**Given task 1:**
List every person the thread excerpt on the Neutron API timeout names as the writer of a quoted message, using the names as given.
**Given task 2:**
Reproduce verbatim the passage of the thread excerpt on the Neutron API timeout, starting at "As far as I" and ending at "a look again.".

**** Extract provided

So there is some connectivity issues to the neutron API from where the Nova API is running causing a timeout.

Now some more questions would be:

  • Why is the return code 400? Are we being fooled or is it actually a connection timeout.
  • Is the Neutron API stuck causing the failed connection? All talk are done over loopback so chance of a problem there is very low.
  • Any firewall catching this? Not likely since the agent processes requests right before and after.

I can't find anything interesting in the overall other system logs that could explain that.
Back to the logs!

Best regards
Tobias

On 11/14/2017 08:35 AM, Tobias Urdin wrote:

Hello,

Same here, I will continue looking at this aswell.

Would be great if we could get some input from a neutron dev with good insight into the project.

Can we backtrace the timed out message from where it's thrown/returned.

Error: Request to https://127.0.0.1:9696/v2.0/floatingips/2e3fa334-d6ac-443c-b5ba-eeb521d6324c timed out', u'code': 400}

I'm interested why we would get 400 code back, the floating ip operations should be async right so this would be the response from the API layer with information from the database that should

return more information.

Best regards

On 11/14/2017 07:41 AM, Arnaud MORIN wrote:
Hey,
Do you know if the bug appears on a specific Ubuntu / openstack version?
As far as I remember it was not related to the puppet branch? I mean the bug is existing on master but also on newton puppet branches, right?

We are using Ubuntu in my company so we would love to see that continue ;)
I'll try to take a look again.

Cheers.

Le 14 nov. 2017 00:00, "Mohammed Naser" mnaser@vexxhost.com a écrit :
Hi,

Hope that everyone had safe travels and enjoyed their time at Sydney
(and those who weren't there enjoyed a bit of quiet time!). I'm just
sending this email if anyone had a chance to look more into this (or
perhaps we can get some help if there are any Canonical folks on the
list?)

********
**** Given data

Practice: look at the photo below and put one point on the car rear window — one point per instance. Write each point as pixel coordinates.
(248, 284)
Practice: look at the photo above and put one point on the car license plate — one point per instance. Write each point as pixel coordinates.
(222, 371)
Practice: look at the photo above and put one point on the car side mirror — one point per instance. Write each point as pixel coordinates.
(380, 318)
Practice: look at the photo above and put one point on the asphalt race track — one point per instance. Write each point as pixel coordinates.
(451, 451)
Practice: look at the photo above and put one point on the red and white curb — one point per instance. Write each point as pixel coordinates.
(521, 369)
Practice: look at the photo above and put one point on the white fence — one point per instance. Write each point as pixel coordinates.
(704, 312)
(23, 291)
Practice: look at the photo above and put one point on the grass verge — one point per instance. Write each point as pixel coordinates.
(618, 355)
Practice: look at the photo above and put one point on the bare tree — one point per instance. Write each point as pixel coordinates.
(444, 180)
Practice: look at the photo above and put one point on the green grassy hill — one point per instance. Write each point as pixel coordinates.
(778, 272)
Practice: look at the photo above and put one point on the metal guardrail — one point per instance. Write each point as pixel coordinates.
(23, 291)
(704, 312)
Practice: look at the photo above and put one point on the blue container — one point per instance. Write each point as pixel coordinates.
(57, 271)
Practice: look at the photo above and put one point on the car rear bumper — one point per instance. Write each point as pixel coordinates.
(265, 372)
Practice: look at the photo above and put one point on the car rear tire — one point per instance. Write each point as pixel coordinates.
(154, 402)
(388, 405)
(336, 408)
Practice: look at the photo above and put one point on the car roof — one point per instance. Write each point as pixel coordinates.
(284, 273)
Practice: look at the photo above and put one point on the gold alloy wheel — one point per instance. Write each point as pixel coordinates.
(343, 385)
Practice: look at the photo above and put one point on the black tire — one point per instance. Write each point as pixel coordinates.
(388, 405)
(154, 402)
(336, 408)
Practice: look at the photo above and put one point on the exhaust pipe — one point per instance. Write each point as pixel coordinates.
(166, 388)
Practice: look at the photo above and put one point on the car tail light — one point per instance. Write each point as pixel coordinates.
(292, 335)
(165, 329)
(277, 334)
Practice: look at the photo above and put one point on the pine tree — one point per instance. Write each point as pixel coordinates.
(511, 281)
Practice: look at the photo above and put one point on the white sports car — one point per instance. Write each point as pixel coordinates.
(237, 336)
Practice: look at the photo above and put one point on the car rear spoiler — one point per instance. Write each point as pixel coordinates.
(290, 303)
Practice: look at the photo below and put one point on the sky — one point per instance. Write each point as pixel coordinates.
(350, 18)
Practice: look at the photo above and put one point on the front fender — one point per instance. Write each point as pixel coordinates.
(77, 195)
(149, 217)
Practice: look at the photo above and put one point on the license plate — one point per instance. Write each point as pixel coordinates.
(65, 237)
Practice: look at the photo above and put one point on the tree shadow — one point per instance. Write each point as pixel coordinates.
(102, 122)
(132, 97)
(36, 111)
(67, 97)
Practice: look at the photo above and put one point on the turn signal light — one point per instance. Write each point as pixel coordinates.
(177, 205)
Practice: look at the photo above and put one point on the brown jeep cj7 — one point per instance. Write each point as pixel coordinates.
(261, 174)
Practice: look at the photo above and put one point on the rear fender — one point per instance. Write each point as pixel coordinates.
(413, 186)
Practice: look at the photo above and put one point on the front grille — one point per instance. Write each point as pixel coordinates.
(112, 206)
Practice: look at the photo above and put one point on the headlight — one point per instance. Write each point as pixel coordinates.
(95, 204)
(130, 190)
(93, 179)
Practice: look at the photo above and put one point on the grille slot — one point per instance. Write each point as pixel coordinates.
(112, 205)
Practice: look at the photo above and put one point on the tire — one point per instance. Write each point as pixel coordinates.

********

**Written answer 1:**
Tobias Urdin
Arnaud MORIN
Mohammed Naser

**Written answer 2:**
As far as I remember it was not related to the puppet branch? I mean the bug is existing on master but also on newton puppet branches, right?

We are using Ubuntu in my company so we would love to see that continue ;)
I'll try to take a look again.